* TASK OBJECTIVE *
Add 39 to each coordinate in the answer points while rewriting every line from the start of the entries through the line that contains "point(100, 70)". Leave the picture out of your answer.

## begin DATA FOR PROCESSING

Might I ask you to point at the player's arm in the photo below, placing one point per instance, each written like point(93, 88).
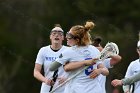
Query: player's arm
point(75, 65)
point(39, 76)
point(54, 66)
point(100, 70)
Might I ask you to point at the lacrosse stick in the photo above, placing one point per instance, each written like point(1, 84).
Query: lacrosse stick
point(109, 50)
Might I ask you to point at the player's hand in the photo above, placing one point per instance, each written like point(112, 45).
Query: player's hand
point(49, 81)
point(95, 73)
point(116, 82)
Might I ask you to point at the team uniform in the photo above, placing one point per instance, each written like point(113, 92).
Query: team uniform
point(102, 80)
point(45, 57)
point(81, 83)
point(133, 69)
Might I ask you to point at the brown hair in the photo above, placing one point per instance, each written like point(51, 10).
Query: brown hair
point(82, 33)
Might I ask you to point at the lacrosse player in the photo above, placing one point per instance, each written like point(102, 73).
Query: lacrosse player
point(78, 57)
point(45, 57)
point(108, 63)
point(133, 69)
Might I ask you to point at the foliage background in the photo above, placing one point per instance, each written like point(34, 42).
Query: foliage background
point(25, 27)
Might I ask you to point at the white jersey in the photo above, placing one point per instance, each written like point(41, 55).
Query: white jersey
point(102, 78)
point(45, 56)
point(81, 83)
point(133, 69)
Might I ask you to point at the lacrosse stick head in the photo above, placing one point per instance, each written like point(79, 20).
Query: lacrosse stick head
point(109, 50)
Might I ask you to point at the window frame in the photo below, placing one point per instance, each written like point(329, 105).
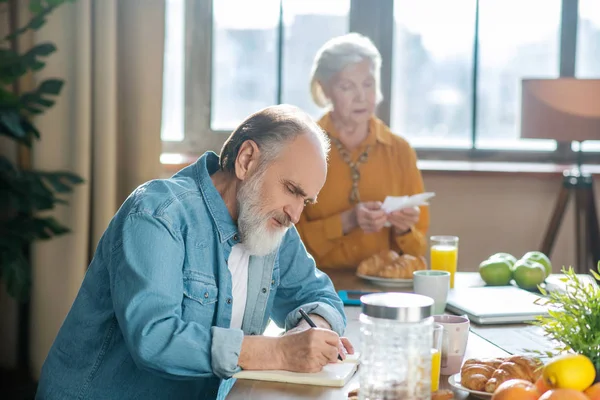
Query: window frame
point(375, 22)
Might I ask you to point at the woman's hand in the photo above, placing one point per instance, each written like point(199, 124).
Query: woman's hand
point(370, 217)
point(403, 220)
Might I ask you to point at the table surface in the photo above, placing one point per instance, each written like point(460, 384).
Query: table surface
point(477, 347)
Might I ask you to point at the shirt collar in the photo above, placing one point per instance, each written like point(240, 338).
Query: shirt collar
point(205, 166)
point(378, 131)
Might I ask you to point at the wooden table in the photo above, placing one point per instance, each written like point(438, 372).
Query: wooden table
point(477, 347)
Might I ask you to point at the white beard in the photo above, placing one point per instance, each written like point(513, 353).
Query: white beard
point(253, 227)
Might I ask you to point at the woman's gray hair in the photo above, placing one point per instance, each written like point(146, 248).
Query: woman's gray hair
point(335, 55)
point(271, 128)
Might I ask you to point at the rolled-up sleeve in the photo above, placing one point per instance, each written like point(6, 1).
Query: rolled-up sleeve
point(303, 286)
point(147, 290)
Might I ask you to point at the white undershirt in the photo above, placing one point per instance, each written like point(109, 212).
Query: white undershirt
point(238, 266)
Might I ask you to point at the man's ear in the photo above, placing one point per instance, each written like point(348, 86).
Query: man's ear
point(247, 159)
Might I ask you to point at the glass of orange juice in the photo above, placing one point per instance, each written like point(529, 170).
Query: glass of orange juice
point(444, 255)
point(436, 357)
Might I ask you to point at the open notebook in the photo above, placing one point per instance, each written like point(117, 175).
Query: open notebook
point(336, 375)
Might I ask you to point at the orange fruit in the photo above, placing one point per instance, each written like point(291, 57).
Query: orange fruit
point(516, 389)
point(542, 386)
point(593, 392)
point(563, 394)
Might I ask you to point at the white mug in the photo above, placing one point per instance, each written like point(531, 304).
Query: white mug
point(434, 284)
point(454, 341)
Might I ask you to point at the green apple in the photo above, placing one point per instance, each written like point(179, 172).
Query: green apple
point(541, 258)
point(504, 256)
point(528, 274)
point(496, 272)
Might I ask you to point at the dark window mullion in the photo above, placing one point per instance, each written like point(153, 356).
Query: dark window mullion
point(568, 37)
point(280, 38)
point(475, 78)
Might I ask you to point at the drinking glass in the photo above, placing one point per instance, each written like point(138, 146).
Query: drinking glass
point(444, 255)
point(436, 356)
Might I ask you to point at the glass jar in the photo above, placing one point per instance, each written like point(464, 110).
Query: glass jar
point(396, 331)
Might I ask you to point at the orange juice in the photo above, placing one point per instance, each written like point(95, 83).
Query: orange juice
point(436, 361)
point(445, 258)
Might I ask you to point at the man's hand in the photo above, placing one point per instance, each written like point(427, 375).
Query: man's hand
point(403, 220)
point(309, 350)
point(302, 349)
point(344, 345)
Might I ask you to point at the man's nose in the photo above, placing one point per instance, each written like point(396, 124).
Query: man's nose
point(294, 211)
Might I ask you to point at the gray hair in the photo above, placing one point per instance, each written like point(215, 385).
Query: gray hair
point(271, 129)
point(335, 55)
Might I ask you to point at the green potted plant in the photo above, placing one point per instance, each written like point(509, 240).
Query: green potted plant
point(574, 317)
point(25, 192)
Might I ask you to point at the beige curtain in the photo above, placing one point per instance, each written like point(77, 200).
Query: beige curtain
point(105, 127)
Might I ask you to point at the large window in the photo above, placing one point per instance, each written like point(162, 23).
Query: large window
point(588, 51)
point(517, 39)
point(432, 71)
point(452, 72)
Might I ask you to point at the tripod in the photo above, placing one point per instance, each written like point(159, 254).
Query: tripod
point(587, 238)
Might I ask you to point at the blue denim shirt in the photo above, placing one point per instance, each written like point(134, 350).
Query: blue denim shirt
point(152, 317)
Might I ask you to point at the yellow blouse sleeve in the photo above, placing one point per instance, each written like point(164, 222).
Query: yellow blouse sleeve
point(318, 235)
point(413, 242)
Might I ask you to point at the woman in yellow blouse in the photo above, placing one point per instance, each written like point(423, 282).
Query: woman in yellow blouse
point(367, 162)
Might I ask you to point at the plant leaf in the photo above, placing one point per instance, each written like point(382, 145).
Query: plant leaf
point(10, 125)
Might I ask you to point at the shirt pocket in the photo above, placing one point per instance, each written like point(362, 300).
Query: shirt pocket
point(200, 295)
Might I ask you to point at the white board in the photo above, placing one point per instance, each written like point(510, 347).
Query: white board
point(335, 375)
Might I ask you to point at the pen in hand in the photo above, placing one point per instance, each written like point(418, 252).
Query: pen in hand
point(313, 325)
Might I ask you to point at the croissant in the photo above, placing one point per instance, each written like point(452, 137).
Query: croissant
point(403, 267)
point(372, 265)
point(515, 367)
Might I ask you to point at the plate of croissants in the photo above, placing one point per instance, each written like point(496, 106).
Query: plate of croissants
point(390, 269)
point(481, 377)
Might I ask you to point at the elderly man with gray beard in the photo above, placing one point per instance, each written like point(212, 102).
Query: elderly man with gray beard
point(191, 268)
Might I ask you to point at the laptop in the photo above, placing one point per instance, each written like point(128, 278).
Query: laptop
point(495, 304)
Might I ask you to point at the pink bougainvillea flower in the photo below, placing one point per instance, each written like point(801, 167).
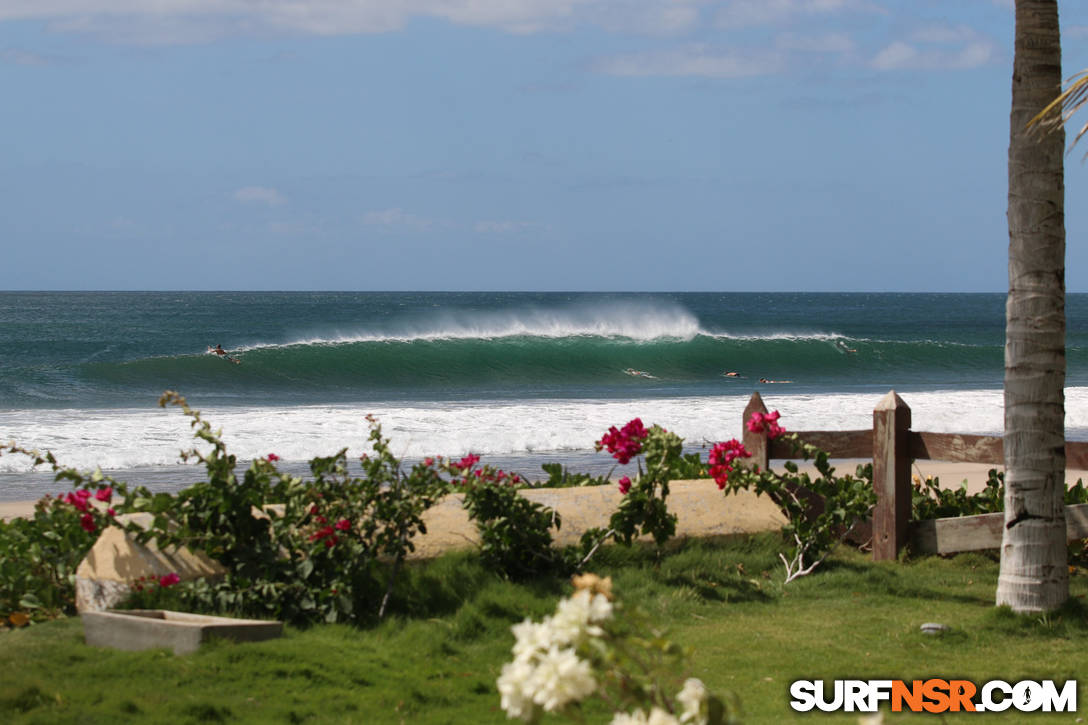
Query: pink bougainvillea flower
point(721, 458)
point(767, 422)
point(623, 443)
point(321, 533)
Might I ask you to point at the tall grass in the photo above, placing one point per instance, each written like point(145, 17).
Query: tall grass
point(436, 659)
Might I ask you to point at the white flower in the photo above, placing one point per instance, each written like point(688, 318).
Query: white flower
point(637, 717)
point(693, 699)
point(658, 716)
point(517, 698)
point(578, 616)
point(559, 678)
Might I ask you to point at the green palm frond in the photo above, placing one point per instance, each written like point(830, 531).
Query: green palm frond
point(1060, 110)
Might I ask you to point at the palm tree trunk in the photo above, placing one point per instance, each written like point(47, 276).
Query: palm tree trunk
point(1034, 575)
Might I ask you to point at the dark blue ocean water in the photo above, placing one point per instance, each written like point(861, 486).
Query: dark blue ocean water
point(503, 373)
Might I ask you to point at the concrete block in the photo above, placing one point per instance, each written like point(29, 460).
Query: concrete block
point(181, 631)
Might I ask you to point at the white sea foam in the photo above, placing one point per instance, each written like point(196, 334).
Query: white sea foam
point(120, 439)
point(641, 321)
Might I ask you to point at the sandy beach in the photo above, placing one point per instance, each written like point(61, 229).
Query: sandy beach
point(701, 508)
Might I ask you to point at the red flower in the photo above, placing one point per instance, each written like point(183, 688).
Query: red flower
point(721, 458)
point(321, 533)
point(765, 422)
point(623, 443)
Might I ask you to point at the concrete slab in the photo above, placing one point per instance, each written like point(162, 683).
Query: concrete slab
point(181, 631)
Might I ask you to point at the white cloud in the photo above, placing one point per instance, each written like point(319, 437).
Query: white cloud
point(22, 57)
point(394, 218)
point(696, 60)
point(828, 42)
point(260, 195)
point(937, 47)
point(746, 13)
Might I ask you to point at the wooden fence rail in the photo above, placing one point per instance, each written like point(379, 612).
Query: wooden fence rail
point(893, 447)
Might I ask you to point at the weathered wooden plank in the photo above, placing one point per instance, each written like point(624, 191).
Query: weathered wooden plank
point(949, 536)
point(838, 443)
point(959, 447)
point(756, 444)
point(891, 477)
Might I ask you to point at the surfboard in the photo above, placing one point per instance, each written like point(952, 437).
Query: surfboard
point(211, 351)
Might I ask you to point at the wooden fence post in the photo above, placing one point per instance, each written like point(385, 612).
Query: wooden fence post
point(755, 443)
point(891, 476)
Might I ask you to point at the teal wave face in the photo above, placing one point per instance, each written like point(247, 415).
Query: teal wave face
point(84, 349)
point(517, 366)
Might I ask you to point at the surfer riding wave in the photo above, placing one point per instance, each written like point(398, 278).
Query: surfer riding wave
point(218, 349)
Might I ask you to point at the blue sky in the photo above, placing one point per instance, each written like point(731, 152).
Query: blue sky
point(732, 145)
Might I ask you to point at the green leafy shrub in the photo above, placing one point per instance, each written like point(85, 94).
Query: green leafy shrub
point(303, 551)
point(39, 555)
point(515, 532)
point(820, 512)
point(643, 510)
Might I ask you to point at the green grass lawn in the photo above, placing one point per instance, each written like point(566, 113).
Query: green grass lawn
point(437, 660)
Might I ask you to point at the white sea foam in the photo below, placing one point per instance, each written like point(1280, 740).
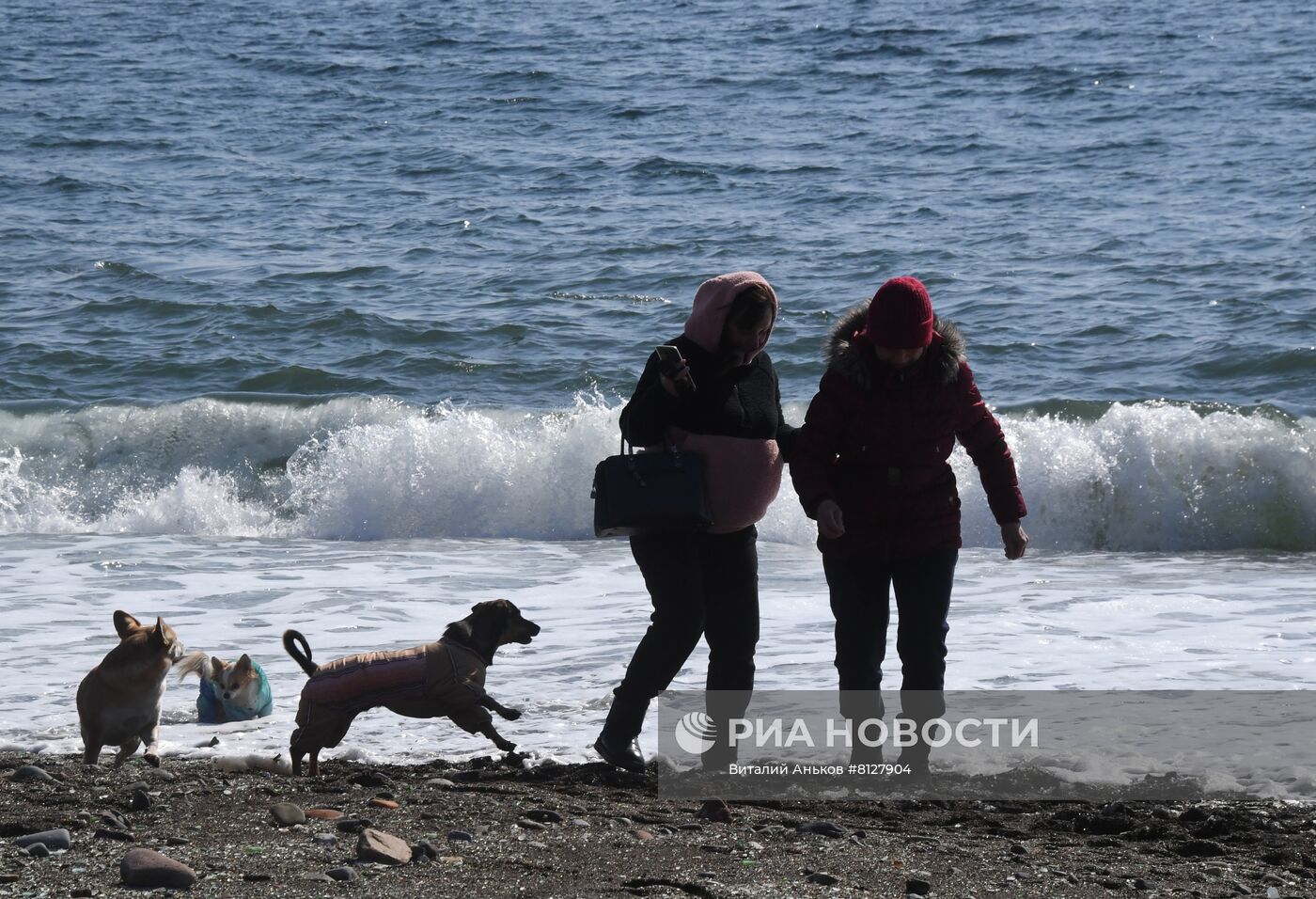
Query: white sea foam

## end DATA FOR PROCESSING

* COMPLETE ANSWER *
Might I ask you to point at the player's arm in the photo below, placing one point per instance, each written like point(93, 88).
Query: player's arm
point(114, 104)
point(78, 115)
point(93, 105)
point(139, 109)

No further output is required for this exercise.